• PROBLEM TO SOLVE:
Reproduce verbatim the part of the entries that opens with the line containing "Pin every instance of the window" and runs through the final line of the entries, including both ends.

# START OF DATA SHOWN

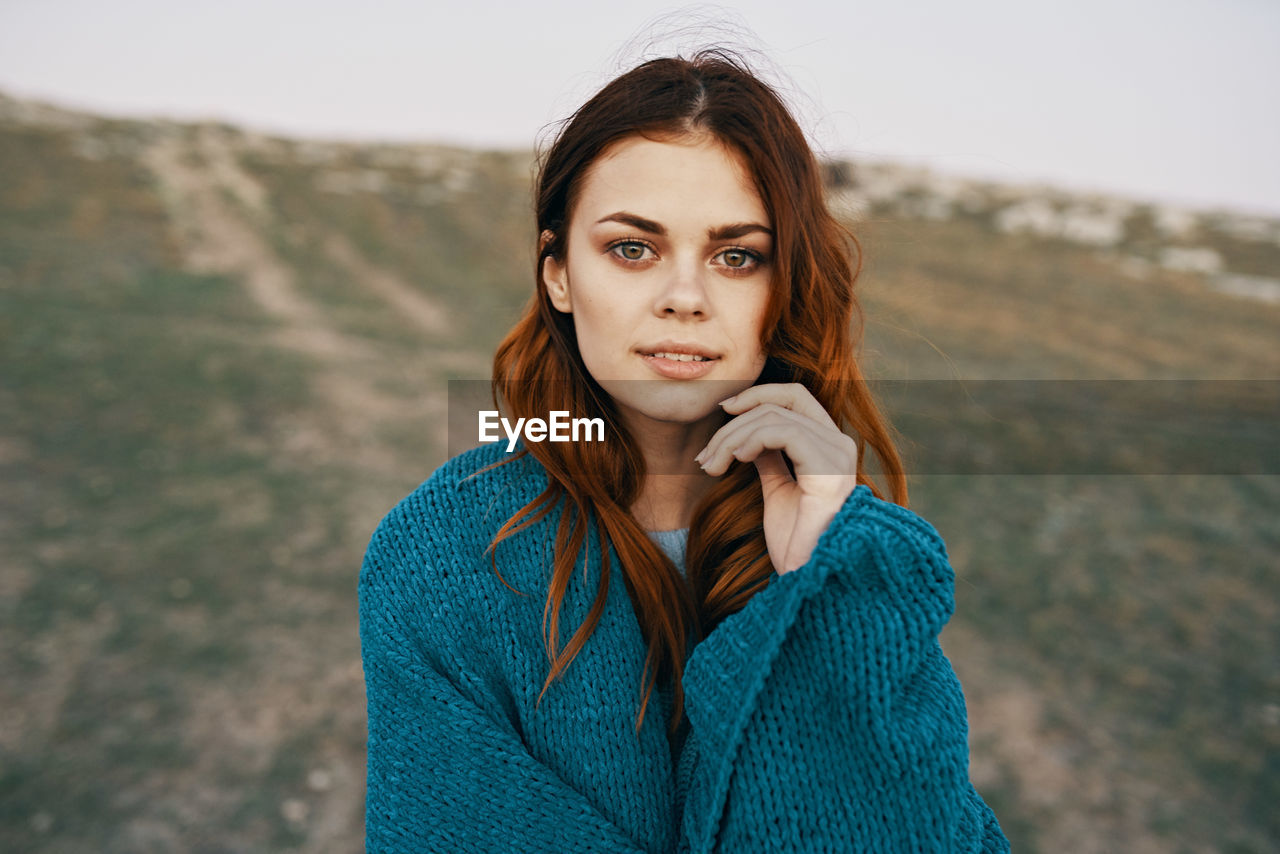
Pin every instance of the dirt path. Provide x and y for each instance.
(223, 237)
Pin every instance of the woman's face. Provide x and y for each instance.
(667, 277)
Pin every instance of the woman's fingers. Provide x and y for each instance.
(813, 448)
(790, 396)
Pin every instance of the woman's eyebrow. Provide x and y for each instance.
(714, 233)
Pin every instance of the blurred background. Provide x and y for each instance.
(245, 247)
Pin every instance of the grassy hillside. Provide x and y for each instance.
(224, 356)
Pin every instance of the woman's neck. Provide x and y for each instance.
(675, 483)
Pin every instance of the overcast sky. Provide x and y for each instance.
(1155, 99)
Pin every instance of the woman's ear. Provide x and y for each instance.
(556, 275)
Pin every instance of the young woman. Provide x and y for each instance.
(754, 663)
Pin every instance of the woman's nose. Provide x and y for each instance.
(684, 292)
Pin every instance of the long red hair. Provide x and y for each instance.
(812, 332)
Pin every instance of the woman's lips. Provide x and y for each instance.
(672, 369)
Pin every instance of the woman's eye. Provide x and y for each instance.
(741, 260)
(629, 250)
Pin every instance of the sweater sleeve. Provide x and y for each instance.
(824, 716)
(448, 770)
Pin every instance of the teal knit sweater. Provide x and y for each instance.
(821, 717)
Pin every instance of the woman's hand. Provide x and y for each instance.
(777, 418)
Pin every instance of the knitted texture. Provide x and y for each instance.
(822, 716)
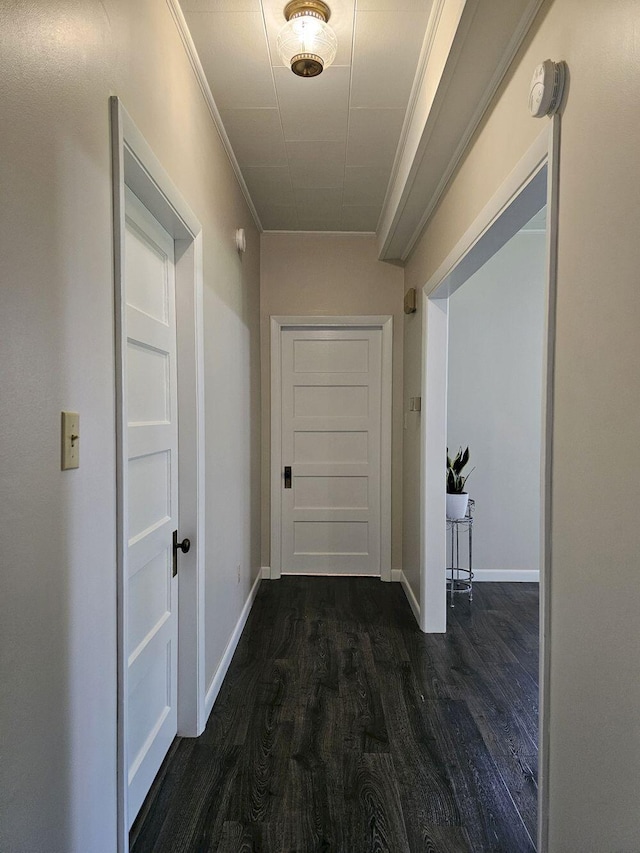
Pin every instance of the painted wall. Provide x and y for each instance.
(59, 63)
(496, 329)
(594, 693)
(330, 274)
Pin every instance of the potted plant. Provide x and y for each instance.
(457, 498)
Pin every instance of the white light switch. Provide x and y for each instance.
(70, 440)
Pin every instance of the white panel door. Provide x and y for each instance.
(331, 426)
(151, 498)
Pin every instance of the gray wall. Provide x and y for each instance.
(496, 328)
(60, 61)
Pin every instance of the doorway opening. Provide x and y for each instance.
(532, 185)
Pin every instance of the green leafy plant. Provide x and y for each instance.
(455, 467)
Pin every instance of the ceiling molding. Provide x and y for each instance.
(429, 157)
(192, 54)
(416, 89)
(323, 233)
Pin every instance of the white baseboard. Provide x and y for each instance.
(507, 575)
(413, 602)
(223, 666)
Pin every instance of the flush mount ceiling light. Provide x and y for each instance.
(306, 42)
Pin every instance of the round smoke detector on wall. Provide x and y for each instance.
(547, 85)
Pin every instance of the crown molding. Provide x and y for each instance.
(194, 59)
(322, 233)
(416, 89)
(427, 158)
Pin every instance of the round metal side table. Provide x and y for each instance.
(460, 578)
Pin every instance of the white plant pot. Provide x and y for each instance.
(457, 505)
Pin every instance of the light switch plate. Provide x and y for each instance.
(70, 440)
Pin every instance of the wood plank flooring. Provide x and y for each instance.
(341, 727)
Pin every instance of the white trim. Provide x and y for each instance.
(413, 601)
(225, 661)
(384, 322)
(506, 576)
(201, 77)
(423, 166)
(483, 104)
(546, 473)
(322, 233)
(135, 165)
(433, 437)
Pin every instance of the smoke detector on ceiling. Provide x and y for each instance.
(547, 86)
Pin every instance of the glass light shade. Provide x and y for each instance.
(307, 44)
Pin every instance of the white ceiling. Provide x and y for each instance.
(315, 153)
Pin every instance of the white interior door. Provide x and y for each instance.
(151, 498)
(331, 429)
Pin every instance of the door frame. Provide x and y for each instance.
(278, 325)
(134, 164)
(535, 177)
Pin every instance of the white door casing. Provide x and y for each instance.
(151, 497)
(331, 396)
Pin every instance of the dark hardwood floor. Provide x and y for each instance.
(341, 727)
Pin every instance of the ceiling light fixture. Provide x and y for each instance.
(306, 42)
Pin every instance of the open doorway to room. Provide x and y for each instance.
(494, 347)
(494, 405)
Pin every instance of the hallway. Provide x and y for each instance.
(341, 727)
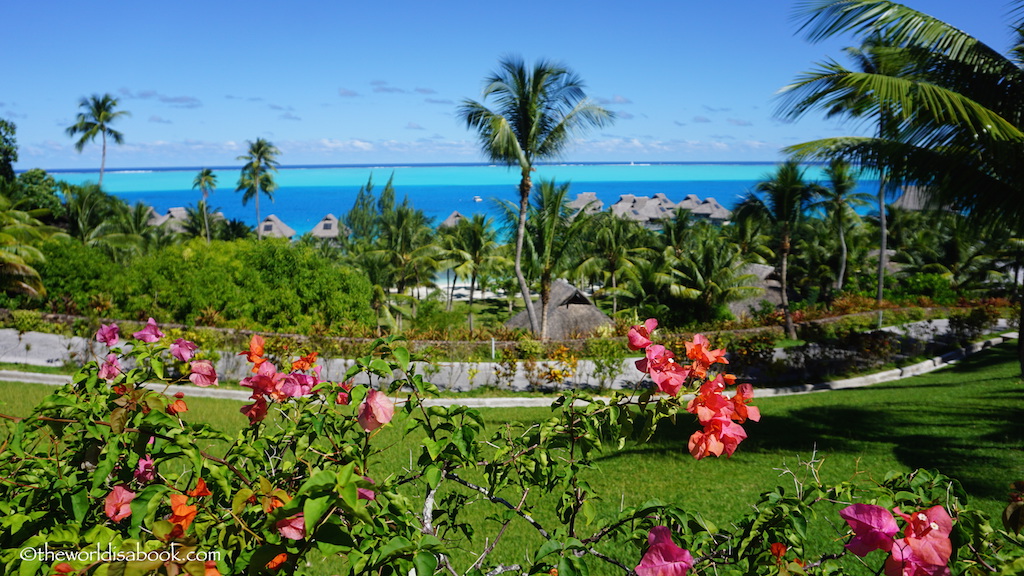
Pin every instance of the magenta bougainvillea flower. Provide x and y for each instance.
(375, 411)
(118, 503)
(150, 333)
(109, 334)
(639, 336)
(203, 373)
(293, 527)
(111, 368)
(873, 528)
(664, 558)
(183, 350)
(145, 470)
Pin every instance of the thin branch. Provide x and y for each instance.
(491, 546)
(503, 501)
(502, 569)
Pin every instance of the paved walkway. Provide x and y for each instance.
(512, 402)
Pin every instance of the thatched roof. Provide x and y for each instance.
(329, 228)
(570, 314)
(271, 227)
(586, 200)
(453, 219)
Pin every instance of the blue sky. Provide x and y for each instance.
(345, 82)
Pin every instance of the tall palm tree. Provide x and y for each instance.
(960, 115)
(94, 120)
(786, 198)
(553, 237)
(839, 198)
(206, 181)
(538, 112)
(257, 175)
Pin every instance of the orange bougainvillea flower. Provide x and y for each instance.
(210, 569)
(276, 561)
(200, 490)
(304, 363)
(702, 358)
(255, 352)
(181, 512)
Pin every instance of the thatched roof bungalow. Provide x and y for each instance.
(271, 227)
(329, 227)
(570, 314)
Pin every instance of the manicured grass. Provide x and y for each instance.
(966, 421)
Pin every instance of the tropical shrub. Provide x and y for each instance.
(108, 477)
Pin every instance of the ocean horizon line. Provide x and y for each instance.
(364, 166)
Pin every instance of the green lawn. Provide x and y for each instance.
(965, 420)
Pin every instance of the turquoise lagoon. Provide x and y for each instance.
(306, 194)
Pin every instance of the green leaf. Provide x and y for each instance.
(433, 476)
(401, 357)
(424, 562)
(396, 546)
(381, 368)
(314, 508)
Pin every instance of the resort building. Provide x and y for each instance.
(271, 227)
(329, 227)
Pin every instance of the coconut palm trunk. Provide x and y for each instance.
(524, 187)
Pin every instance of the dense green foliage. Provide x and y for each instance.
(239, 284)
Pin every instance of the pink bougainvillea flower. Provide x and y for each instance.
(118, 503)
(702, 358)
(255, 411)
(366, 493)
(109, 334)
(927, 534)
(343, 398)
(200, 490)
(740, 405)
(293, 527)
(296, 384)
(904, 563)
(145, 470)
(664, 558)
(639, 336)
(255, 352)
(709, 403)
(719, 436)
(873, 528)
(267, 381)
(375, 411)
(150, 333)
(668, 375)
(111, 368)
(183, 350)
(203, 373)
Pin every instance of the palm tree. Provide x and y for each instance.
(613, 246)
(473, 249)
(19, 232)
(958, 113)
(839, 198)
(257, 175)
(94, 120)
(711, 272)
(539, 111)
(206, 181)
(786, 199)
(553, 237)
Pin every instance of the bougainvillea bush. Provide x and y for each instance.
(109, 477)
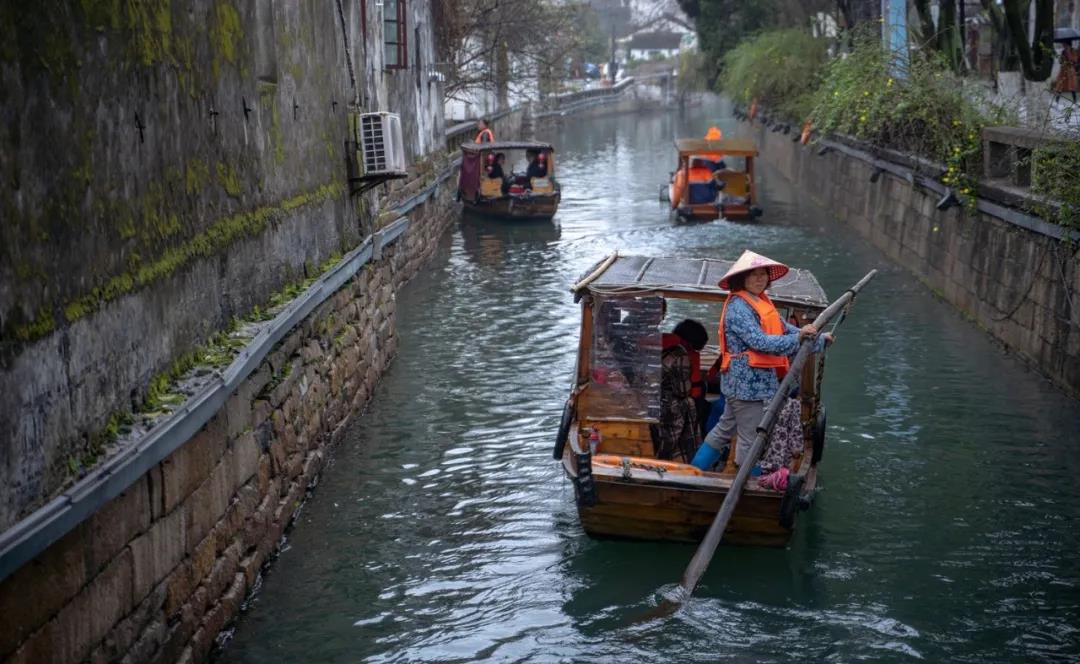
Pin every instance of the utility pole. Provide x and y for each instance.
(894, 35)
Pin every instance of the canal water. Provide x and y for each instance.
(443, 530)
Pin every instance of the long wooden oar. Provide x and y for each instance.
(704, 554)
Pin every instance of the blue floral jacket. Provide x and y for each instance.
(742, 332)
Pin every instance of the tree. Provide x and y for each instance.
(945, 38)
(505, 44)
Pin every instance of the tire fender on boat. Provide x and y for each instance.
(790, 504)
(819, 436)
(584, 486)
(564, 430)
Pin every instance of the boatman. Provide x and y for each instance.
(714, 133)
(485, 134)
(755, 346)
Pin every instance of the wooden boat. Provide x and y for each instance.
(700, 190)
(521, 199)
(622, 489)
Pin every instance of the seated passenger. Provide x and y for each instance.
(682, 392)
(785, 442)
(785, 445)
(495, 165)
(538, 167)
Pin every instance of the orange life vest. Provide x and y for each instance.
(770, 325)
(697, 384)
(699, 174)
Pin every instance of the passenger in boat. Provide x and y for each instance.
(485, 134)
(538, 165)
(682, 388)
(755, 346)
(495, 165)
(495, 171)
(785, 442)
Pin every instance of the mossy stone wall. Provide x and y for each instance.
(164, 167)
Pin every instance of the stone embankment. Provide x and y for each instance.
(1013, 275)
(159, 571)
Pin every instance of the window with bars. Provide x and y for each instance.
(394, 32)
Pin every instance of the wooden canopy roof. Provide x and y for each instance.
(734, 147)
(691, 279)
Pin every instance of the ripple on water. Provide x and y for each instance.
(443, 530)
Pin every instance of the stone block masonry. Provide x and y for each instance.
(157, 573)
(1021, 286)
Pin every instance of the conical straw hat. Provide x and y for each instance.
(748, 261)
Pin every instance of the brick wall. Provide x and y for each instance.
(158, 572)
(1021, 286)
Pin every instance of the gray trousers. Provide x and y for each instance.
(739, 417)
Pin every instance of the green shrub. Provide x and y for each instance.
(1055, 178)
(926, 109)
(780, 68)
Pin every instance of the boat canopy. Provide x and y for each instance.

# END OF DATA SHOWN

• TASK RESPONSE:
Pin every instance of the window with bars. Provide x and y for each instance.
(394, 32)
Pin every instance of the wooden canopy roof. Provide x and y for each instance.
(734, 147)
(691, 279)
Pin every instance of the ripple on water. Provide x and y for each instance.
(443, 530)
Pin every instance of the stone block masonry. Provide x and y for each instance.
(157, 573)
(1021, 286)
Pin every instance of the conical straw hat. Provide x and y for each instance.
(748, 261)
Pin every instance of the brick wall. Provide x and y for each instance.
(158, 572)
(1021, 286)
Pin every instance of the gray trousers. Provide x and y for each instance.
(739, 417)
Pin every instance of the green shrub. Provide x and y for each instance.
(1055, 178)
(926, 109)
(780, 68)
Pin every instance of the boat canopy. Provide x and y for each instance.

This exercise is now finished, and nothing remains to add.